## EXERCISE AIM
In the listing below, transcribe the line that contains "Query: lych gate roof" and all lines following it, ending with the last line. Add nothing.

┏━━

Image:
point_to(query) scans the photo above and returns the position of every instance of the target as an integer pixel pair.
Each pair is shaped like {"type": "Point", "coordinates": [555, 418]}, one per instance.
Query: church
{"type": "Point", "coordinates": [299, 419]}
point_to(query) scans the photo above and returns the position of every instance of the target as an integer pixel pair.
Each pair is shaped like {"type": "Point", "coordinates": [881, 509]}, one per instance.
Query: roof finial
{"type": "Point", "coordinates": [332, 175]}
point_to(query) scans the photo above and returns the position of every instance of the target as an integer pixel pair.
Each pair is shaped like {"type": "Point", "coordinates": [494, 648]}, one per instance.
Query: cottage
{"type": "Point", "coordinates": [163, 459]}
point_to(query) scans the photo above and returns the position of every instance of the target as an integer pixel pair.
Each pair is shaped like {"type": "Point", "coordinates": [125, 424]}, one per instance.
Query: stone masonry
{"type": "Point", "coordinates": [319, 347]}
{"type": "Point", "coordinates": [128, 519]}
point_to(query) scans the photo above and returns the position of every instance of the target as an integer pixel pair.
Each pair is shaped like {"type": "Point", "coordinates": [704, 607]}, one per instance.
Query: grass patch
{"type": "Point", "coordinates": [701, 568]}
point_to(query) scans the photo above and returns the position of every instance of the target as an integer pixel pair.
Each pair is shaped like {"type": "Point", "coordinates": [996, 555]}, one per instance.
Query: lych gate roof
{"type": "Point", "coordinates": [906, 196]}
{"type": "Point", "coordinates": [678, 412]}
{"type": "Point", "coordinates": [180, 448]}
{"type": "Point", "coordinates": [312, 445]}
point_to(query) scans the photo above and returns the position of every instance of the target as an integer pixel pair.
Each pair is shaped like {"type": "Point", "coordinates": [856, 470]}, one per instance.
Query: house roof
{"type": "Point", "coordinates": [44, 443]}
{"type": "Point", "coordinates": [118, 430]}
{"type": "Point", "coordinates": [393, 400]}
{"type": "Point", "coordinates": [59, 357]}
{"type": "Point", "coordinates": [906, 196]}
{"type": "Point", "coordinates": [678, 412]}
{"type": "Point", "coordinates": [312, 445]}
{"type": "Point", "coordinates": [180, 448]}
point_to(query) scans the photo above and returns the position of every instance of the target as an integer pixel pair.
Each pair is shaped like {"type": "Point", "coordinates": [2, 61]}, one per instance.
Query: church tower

┗━━

## TASK RESPONSE
Query: lych gate roof
{"type": "Point", "coordinates": [906, 196]}
{"type": "Point", "coordinates": [678, 412]}
{"type": "Point", "coordinates": [180, 448]}
{"type": "Point", "coordinates": [312, 445]}
point_to(query) scans the photo above and returns the position of every instance of the target as an integer pixel pair.
Each pair is shaped like {"type": "Point", "coordinates": [856, 470]}, one per instance.
Query: house roof
{"type": "Point", "coordinates": [44, 443]}
{"type": "Point", "coordinates": [118, 430]}
{"type": "Point", "coordinates": [393, 400]}
{"type": "Point", "coordinates": [59, 357]}
{"type": "Point", "coordinates": [906, 196]}
{"type": "Point", "coordinates": [678, 412]}
{"type": "Point", "coordinates": [312, 445]}
{"type": "Point", "coordinates": [180, 448]}
point_to(query) scans the photo above and returns the position of every instance of the target as an integer pixel pair.
Each pair is shaped like {"type": "Point", "coordinates": [2, 61]}, one per instance.
Query: church tower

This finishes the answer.